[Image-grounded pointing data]
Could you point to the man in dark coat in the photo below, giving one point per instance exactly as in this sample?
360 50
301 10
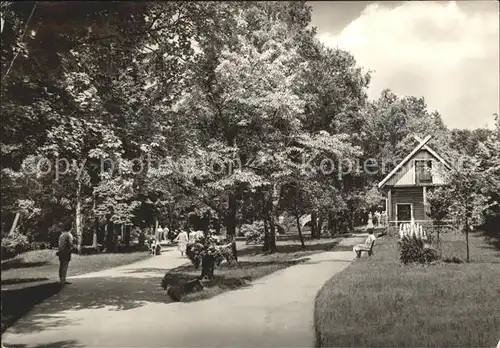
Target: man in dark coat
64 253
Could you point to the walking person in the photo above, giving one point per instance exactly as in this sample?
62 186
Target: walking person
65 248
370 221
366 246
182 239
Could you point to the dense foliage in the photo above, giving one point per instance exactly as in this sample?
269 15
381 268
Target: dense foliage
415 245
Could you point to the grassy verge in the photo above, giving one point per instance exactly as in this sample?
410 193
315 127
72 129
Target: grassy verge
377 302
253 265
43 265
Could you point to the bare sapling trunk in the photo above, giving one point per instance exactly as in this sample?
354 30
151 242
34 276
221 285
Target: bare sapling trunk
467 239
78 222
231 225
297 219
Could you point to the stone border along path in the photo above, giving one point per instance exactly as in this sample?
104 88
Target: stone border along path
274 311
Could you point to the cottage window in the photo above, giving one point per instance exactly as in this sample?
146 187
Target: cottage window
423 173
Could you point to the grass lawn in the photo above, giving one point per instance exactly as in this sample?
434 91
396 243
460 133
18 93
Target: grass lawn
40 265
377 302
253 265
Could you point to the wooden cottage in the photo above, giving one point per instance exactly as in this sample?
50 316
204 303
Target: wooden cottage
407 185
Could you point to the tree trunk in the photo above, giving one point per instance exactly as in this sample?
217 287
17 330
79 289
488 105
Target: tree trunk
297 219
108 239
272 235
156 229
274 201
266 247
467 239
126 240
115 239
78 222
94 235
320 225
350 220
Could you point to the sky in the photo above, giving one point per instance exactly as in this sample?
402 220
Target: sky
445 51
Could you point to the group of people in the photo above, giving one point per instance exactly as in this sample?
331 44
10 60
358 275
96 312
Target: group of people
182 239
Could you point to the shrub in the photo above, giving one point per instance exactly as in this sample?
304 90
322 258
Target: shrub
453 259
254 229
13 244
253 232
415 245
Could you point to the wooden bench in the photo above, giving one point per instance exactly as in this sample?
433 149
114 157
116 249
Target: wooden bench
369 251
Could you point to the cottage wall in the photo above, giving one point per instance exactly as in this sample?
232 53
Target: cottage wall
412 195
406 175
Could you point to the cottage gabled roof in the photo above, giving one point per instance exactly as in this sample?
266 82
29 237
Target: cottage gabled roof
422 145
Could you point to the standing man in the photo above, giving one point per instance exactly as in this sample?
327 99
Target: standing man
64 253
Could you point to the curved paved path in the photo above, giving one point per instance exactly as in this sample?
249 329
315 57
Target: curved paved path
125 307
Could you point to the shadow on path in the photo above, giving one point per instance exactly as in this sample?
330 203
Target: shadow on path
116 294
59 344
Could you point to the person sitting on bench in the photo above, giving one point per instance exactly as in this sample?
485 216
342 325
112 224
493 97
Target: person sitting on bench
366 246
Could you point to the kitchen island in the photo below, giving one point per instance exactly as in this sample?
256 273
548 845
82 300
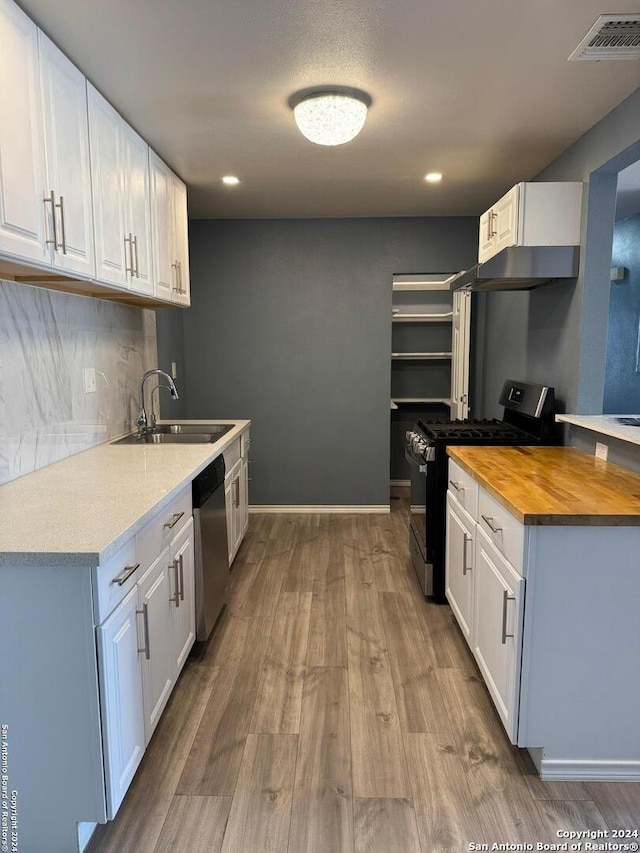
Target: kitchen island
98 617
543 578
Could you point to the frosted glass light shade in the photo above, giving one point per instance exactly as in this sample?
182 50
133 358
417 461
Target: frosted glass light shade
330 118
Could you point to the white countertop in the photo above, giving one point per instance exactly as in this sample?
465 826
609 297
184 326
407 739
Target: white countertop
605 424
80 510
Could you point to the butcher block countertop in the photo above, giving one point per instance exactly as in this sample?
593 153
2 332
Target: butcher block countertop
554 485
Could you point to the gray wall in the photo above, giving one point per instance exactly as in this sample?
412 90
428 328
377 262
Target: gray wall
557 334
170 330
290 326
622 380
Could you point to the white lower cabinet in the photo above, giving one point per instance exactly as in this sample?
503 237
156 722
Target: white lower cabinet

### Required action
Each entry above should be given again exactly, with its pictures omitted.

### Result for this task
Could you point to the man in dark coat in the photo below, giving one point per instance exactly as in this sample?
360 50
301 10
Target: man in dark coat
64 253
Could you point to the walking person in the photo above, giving one point per instance exactly as in this sample?
62 186
Target: walking person
65 248
370 221
366 246
182 239
Could you point to the dense foliage in the photo above, giving one point per instance exactly as in this sample?
269 15
381 268
Target: dense foliage
415 245
Could you point to the grassy verge in the photo above, giving one point per instance exactly as in this sample?
410 193
315 127
72 129
Target: grassy verge
377 302
253 265
43 265
Could you point to the bare sapling trunk in the photo above, giving one point per instance exactly as in this sample?
354 30
151 242
34 276
221 285
Target: bare sapling trunk
467 239
78 222
231 225
297 219
Could you point to the stone border along path in the photo above, giving one point per instance exactly as in this sample?
104 88
Target: stone border along path
274 311
Could you point to the cottage window in the photo above, giving one point per instance exactly as in this sample?
146 187
Target: cottage window
423 173
Could you point to the grass lawn in the photo above, giving one point per instance exactly as in this sample?
434 91
396 243
460 133
18 93
Target: grass lawn
40 265
377 302
253 265
Could you point to the wooden cottage in the photo above, giving one point per instance exactly as in this sample?
50 316
204 303
Target: wooden cottage
407 185
Could you point to the tree trunk in the photo above, giving one point per instance exactly as in this sample?
217 287
17 330
79 289
488 105
Target: tree trunk
297 219
108 239
272 235
156 229
274 201
266 247
467 239
126 240
115 239
78 222
94 235
320 225
350 220
Could you point to the sky in the photo above, giving one point per instance exactly as in this sample?
402 220
Target: sky
445 51
Could you point to the group of people in the photo above, giving one point per instance exactly as in this sample?
331 44
10 60
358 275
96 312
Target: group of people
182 239
Could you point to the shrub in the photo above, giving one point per instance exactly as in this sample?
304 90
322 258
Target: shrub
453 259
254 229
13 244
253 232
415 245
Could you point to the wooden bench in the photo above, giving one point per instance exactly as in this sample?
433 149
114 157
116 249
Target: wooden bench
369 251
Could you point to the cottage wall in the photo above, giving one point per instance exactly as in this sample?
232 53
Target: cottage wall
412 195
406 175
Could you point to the cottage gabled roof in the photo above, giving one point per instance exactly as in this sample?
266 82
29 237
Target: cottage gabled roof
422 145
Could you point to the standing man in the photo above, giving one point per instance exactly as in this sample?
327 99
Target: standing man
64 253
Could you point to the curved paved path in the photo above, giving one point per instance exactly as in this sample?
249 329
315 57
Target: curved paved path
125 307
Could you point to the shadow on path in the photo above, giving one point per instance exactly as in this sample?
330 203
Target: shadow on path
116 294
59 344
Could you point to the person sitting on bench in the photo above, giving one point per instance exactly as in this sample?
485 216
342 325
112 224
493 97
Target: person sitting on bench
366 246
Could you point to the kitchen island in the photo below, giving one point per instance exactly as in this sample?
256 273
548 845
82 300
Target: kitchen island
98 617
543 578
Could you point to the frosted glass light shade in the photo above, giving one point per instance exactly as in this sample?
182 50
133 358
417 461
Target: frosted glass light shade
330 118
Could you point to the white countertop in the photo above, giving one point per instance exactly as in this sample?
465 826
609 297
184 326
407 739
Target: white countertop
605 424
80 510
Could you point to the butcher block countertop in the photo above, giving one point per instance exactly as in this sample?
593 153
2 332
Target: butcher block countertop
554 485
Could you point to the gray wall in the photo above, giving one point per instance exactly as in this sample?
412 90
428 328
377 262
Target: gray wall
557 334
170 330
290 326
622 380
Could you point to the white lower cabinet in the photo above, giving one point per instance exactly as in this sample?
503 237
156 722
Target: white lower cabinet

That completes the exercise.